LISTED ENTRIES |
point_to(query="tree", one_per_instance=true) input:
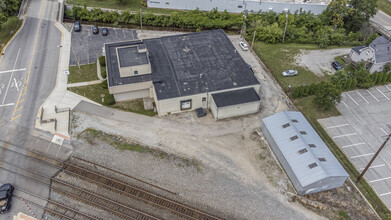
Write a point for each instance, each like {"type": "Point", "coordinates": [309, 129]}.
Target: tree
{"type": "Point", "coordinates": [327, 95]}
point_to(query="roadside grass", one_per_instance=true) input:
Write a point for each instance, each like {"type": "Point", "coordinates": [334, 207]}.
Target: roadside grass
{"type": "Point", "coordinates": [84, 74]}
{"type": "Point", "coordinates": [136, 106]}
{"type": "Point", "coordinates": [281, 57]}
{"type": "Point", "coordinates": [384, 6]}
{"type": "Point", "coordinates": [133, 5]}
{"type": "Point", "coordinates": [8, 30]}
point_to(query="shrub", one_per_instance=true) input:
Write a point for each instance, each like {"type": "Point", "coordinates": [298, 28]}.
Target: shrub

WHAT NEEDS TO BE DONE | Wherever a line in the data above contains the word "like", copy that line.

WRITTEN SOLUTION |
Write a point for each instance, each like {"type": "Point", "coordinates": [309, 129]}.
Write a point for each instance, each like {"type": "Point", "coordinates": [334, 207]}.
Write a point for each instance, each like {"type": "Point", "coordinates": [298, 28]}.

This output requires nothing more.